- ПОСТАВЛЕННАЯ ЗАДАЧА 1 -
Продублируйте без изменений часть воспоминаний о лагере, начиная с «Горем для нас» и далее вплоть до «аж в Караганду...».

- ФРАГМЕНТ ДОКУМЕНТА -

***

Еще одна зона была в нашем лагере для свиней. Их тоже кормили по норме, но она у них была сытая, нормальная, и жили они, по сравнению с нами, как паны. У каждой свиньи своя клетка и все свинские удобства... Не знаю, кто ел мясо тех свиней, мы ели камсу и вонючие оленьи потроха. Еще мы ели квашенные, нижние, черные листья капусты интинской с песком. Кочаны были для начальства. Эту капусту до невозможности пересаливала Камбала, одна наша горе-сородичка, некая Новик. Камбала потому, что один глаз навыкате (Бог шельму метит). Еще была такая Раиса Новикова. И Мария Мельник, в прошлом немецкая прислужница и кат и Иуда для нас в лагере. Ради справедливости нельзя скрывать своих, вот эти и запомнились как самые страшные, каждая в своем роде... А еще мы ели суп из редьки с тухлой рыбой. Можно попробовать его сварить, чтобы убедиться, какой он на вкус... Да чего мы только не ели... Но давали нам и по оладье на постном масле, которую подчеркнуто громко называли «пончик». А остальная пайка не всегда похожа на нормальный хлеб. Ну, и жуй- плюй, это овес с шелухой, из которого суп, каша, а в праздник и котлеты. Мы диву давались, как это англичане едят его всю жизнь. Правда, они, наверно, едят его не всухомятку и не постный. Может, нам и еще чего-нибудь перепадало, но за счет лагерей стремилось поживиться множество начальства, за счет продуктов особенно. Поросячей нормы они не ели, и тут выигрывали свиньи...
Горем для нас были этапы. Приезжали купцы. Обычно это были боссы из тех лагерей, где стройки. Каждый начальник жаждал сбыть старых и набрать помоложе. Нас загоняли бригадами. Сперва лагерные лекарки или лекари (преимущественно последние — стервы) проверяли нас на беременность, не моя рук... Потом мы шли голые до пояса к столу, где заседали лекари, купцы и начальники. Нам заглядывали в зубы, щупали, крутили головы и брали на этапный учет или, кривясь, отбрасывали. «Ходовой товар» был тогда: «Тридцатого года рождения». Иногда везли аж в Караганду...

***

(Записи с расстановкой точек)

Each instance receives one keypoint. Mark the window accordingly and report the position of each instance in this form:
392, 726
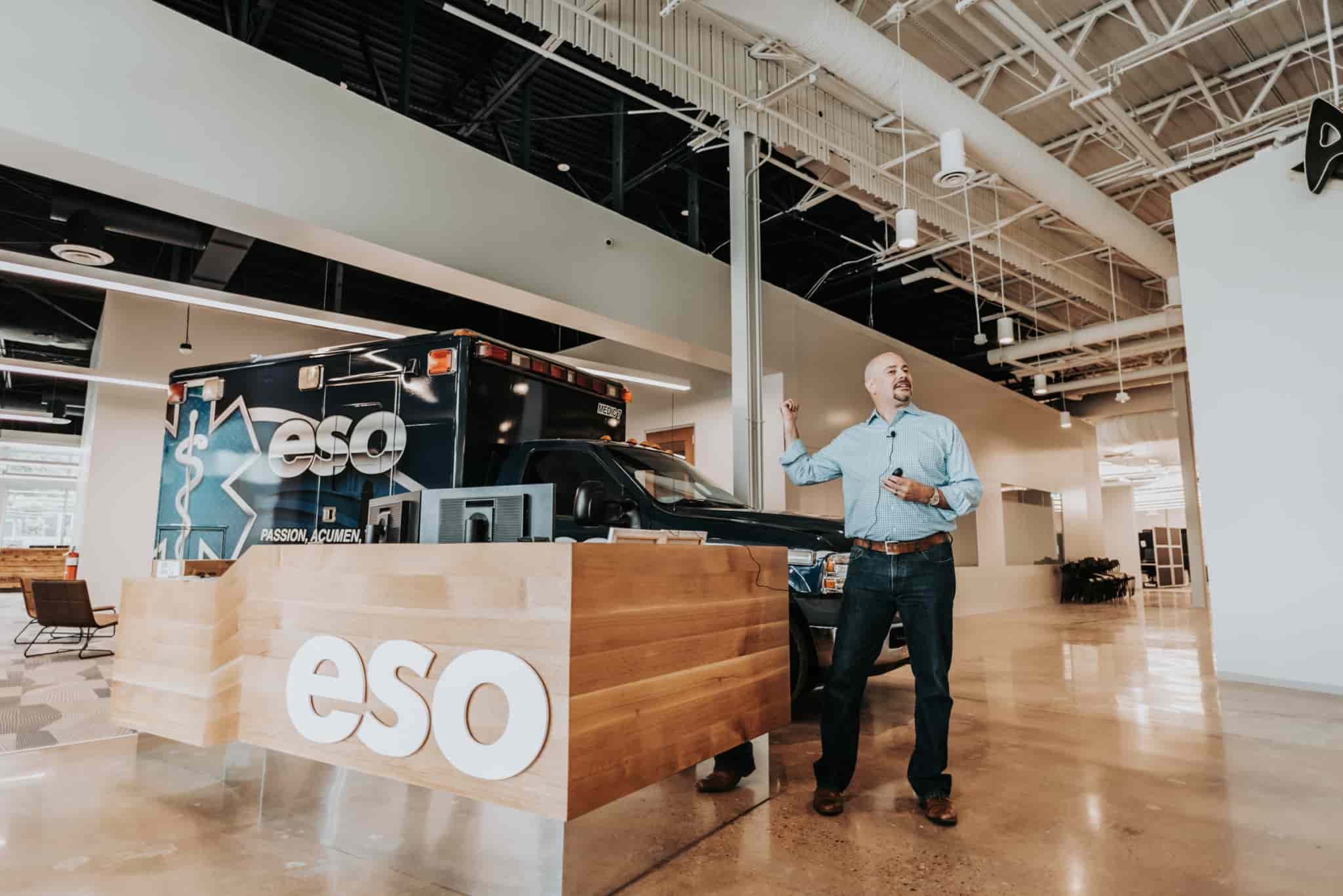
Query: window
669, 480
38, 488
1033, 526
567, 469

***

- ПОСТАВЛЕННАЯ ЗАДАЧА 2 -
Перепишите все записи с расстановкой точек строка в строку, без единого изменения. Картинки в ответ не включайте.

- ИТОГОВЫЙ РЕЗУЛЬТАТ 1 -
Горем для нас были этапы. Приезжали купцы. Обычно это были боссы из тех лагерей, где стройки. Каждый начальник жаждал сбыть старых и набрать помоложе. Нас загоняли бригадами. Сперва лагерные лекарки или лекари (преимущественно последние — стервы) проверяли нас на беременность, не моя рук... Потом мы шли голые до пояса к столу, где заседали лекари, купцы и начальники. Нам заглядывали в зубы, щупали, крутили головы и брали на этапный учет или, кривясь, отбрасывали. «Ходовой товар» был тогда: «Тридцатого года рождения». Иногда везли аж в Караганду...

- ИТОГОВЫЙ РЕЗУЛЬТАТ 2 -
Each instance receives one keypoint. Mark the window accordingly and report the position of each instance in this form:
392, 726
Query: window
669, 480
38, 488
1033, 526
567, 469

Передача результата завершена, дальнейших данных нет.